■ Task directions: Could you resume the tribute to Dr. Mitchell below, writing on from its final sentence?

For just short of thirty years since, the work of Dr. Mitchell has appeared in THE CENTURY. Here the "Lycian Tomb," child of solitude and of sorrow, so easily the foremost fruit of his verse, one of the greater threnodies, had its fitting illustration. The "Magnolia" deepened the note of thought. On the eve of the Spanish-American War, "Hugh Wynne" gave the patriotism of youth its high and heroic model. No novel of the Revolutionary period approached it. Story succeeded story; and poem, poem. Pastels came from his facile hand which had a stinging quality. On the threshold of his eightieth year he surprised no one more than the editor of THE CENTURY by breaking out in a detective story.

The readers of THE CENTURY need no catalogue. A man's position in letters is not to be decided while the rounded mound above him is still unsodded. At this hour there comes instead the memory of the man, inspiring, benignant, highminded, tender-hearted, leading day by day a life devoted to the nobler aspect of every task. The years take toll from some. They enriched him. He grew from sixty to eighty, sloping years for most; rising years for him. His writing grew more careful. He became more fastidious in his choice of words, more painstaking in his sentences, more anxious to put substance behind utterance. Repute, honor, wide acceptance, which make many careless, weighted him with responsibility.

■ Dataset records:
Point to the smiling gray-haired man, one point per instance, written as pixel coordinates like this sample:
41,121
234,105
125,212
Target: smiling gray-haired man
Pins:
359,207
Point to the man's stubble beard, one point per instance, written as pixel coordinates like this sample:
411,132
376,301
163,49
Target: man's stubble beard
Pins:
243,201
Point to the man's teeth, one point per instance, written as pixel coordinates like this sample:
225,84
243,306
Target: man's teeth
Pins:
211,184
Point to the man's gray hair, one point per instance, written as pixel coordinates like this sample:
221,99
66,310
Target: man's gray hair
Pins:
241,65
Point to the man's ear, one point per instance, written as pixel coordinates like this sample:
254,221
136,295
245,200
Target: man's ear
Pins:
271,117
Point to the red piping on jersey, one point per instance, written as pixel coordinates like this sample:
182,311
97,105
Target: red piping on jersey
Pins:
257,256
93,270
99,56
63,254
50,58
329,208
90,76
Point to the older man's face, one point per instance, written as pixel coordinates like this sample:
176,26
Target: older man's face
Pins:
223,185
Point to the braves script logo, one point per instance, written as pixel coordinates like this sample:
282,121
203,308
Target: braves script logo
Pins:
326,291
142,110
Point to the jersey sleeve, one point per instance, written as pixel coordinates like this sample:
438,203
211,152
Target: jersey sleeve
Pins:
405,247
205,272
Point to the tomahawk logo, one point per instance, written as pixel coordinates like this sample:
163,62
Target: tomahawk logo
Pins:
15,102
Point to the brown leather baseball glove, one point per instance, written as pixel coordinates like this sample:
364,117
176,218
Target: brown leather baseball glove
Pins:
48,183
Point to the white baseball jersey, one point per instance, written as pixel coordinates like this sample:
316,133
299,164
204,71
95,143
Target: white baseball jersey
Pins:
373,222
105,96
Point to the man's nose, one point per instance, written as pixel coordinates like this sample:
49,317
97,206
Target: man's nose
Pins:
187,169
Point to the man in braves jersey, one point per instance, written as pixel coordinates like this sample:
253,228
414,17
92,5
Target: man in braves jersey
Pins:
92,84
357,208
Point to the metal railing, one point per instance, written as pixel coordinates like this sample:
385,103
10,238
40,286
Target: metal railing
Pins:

■ Response area:
One saw that he followed THE CENTURY closely, knew it number by number, weighed and appraised each issue as it came, saw it as a whole, was watchful of its level, place, attraction, and value, in this steadily moving procession. He came to know magazine conditions, to feel the audience, to know its reaction.

Of this manifold man much else could be said in many fields. From all he brought fruit. In each he stood in its foremost files. Universities knew him in letters and in science alike. His profession had given him every possible honor. He was a national figure. But on these pages this is not the image that falls now that he is gone. There is instead the vision -alas! only a vision!-of a spare figure which fourscore years could only stoop and not bow; a manner gracious, gentle, and never forgetful of life's daily due of courtesy and the comrade spirit; a mobile face whose modeling bespoke his mingled Scotch and American ancestry, with the thin beard of the man who both thinks and does,-your thick, short-bearded man does, and does not think, and your thick, long-bearded man thinks, and does not do, -and an expression which had charm, inspiration, command, and the cogent influence of personality as elemental as gravitation. No man and no woman met him but saw life brighter and gained in inspiration and enthusiasm, in desire to achieve, in willingness to serve, and in high determination that no day and no task should come back empty or lack lofty effort, be the day or task what it might. All his were noble, ennobling, and included a vision and horizon wider than earth's round, as the pages he contributed to THE CENTURY bear witness.